### EXCERPTED DATA
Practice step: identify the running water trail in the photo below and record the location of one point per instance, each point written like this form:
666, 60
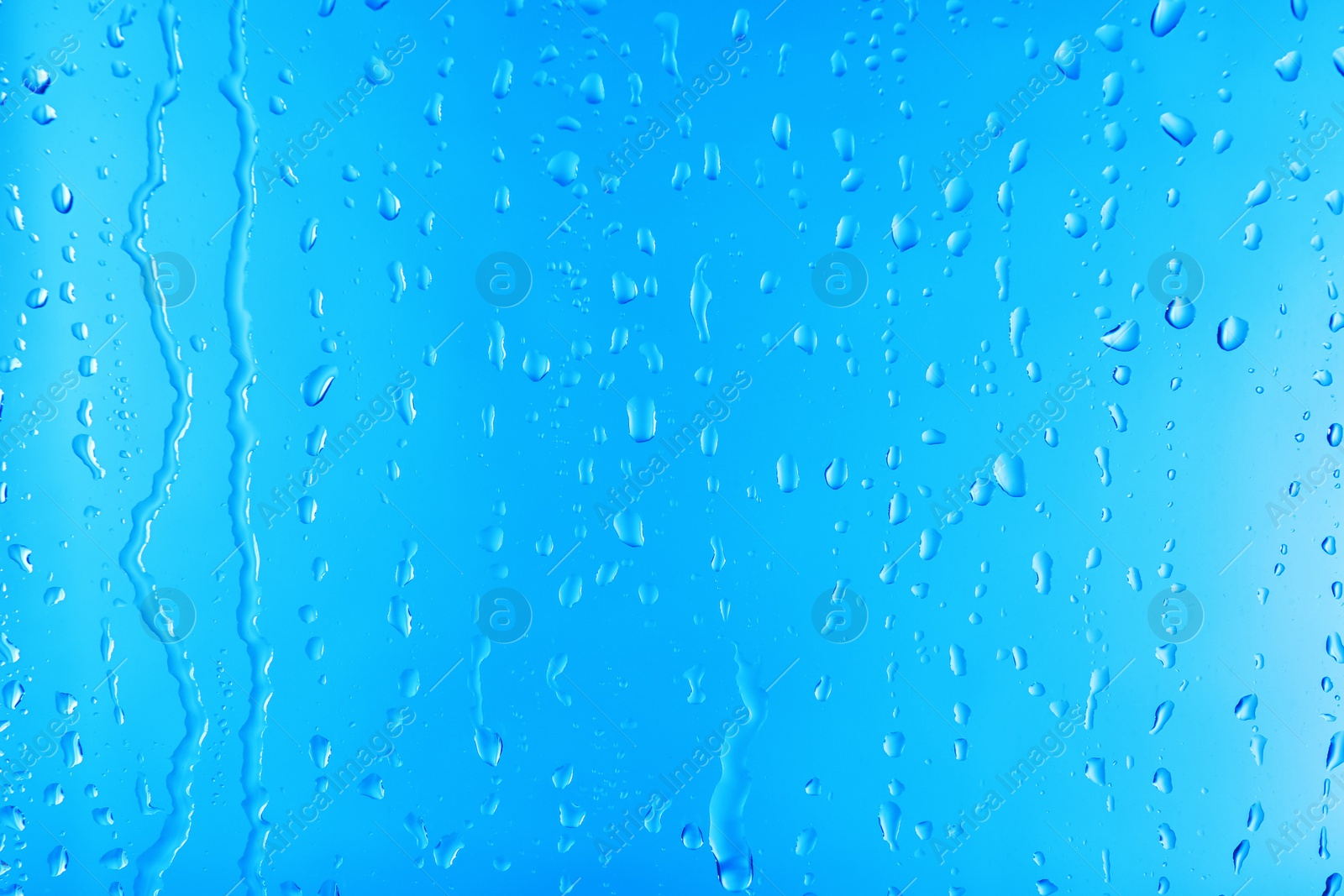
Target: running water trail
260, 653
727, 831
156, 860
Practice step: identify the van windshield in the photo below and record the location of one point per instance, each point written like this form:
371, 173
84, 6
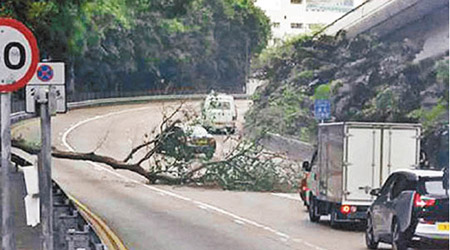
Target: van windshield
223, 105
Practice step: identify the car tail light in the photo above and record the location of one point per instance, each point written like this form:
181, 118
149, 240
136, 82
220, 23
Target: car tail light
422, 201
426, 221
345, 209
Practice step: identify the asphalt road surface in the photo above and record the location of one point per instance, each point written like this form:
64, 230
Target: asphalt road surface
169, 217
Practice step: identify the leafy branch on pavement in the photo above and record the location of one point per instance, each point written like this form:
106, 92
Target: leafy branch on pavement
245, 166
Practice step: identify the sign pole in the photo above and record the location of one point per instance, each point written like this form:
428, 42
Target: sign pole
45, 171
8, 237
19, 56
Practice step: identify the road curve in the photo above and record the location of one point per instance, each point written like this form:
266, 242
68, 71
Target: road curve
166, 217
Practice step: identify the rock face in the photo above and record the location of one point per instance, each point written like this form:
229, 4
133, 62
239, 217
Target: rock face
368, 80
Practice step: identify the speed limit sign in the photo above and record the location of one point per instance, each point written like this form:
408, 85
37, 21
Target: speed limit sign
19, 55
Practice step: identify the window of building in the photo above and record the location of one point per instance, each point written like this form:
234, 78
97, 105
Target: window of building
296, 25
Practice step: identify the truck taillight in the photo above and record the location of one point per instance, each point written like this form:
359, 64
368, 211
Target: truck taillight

### WHAT TO PRODUCE
Copy all of the records above word for word, leaving out the pictures.

### ANSWER FOR THIS EXERCISE
Practice step: identify the running water trail in the photo below and record the location of one point per instance, each point written like this form:
666, 60
Target: running water trail
260, 653
727, 831
156, 860
Practice step: identify the van windshield in the photo below and record the location of one point per instance, each point written like this form:
371, 173
84, 6
Target: van windshield
223, 105
Practice step: identify the car tail light in the photo above and record the location of one point per instance, each point written like this form:
181, 118
149, 240
136, 82
220, 23
Target: car tail light
422, 201
426, 221
345, 209
Practice step: identify the asphalt road surface in the photo above and record the location of one point per instance, each point written like this form:
64, 230
Target: asphalt road surface
169, 217
Practice step: identify the leafy branch on pavement in the photo above and record the location of one point per instance, each point written like this form:
106, 92
Target: leafy branch on pavement
245, 166
Practice step: identify the sign pole in the photo above and record the location of one point per instance, each point written like this form:
428, 42
Target: sign pole
45, 171
8, 237
19, 56
Practice step: identify the road curve in the photo above and record the location of one point per instance, each point written like this form:
266, 242
68, 71
Target: road curve
166, 217
Practice step: identify the rock face in the photo above and record the location of one point per instance, each point written like this form:
229, 4
133, 62
239, 217
Target: rock face
368, 80
Practice step: identify the speed limit sign in the photo above and record the location of one point per instance, each point written like this form:
408, 85
37, 21
Target: speed limit sign
19, 55
Practice step: identify the window of building in the photo above and record the location of one point per instance, each point written like this form:
234, 78
97, 105
Target: window of building
296, 25
Practice step: identify the truck taillight in the photo above and record the location of one point per instance, each point written like this form:
359, 64
368, 211
Target: truck taillight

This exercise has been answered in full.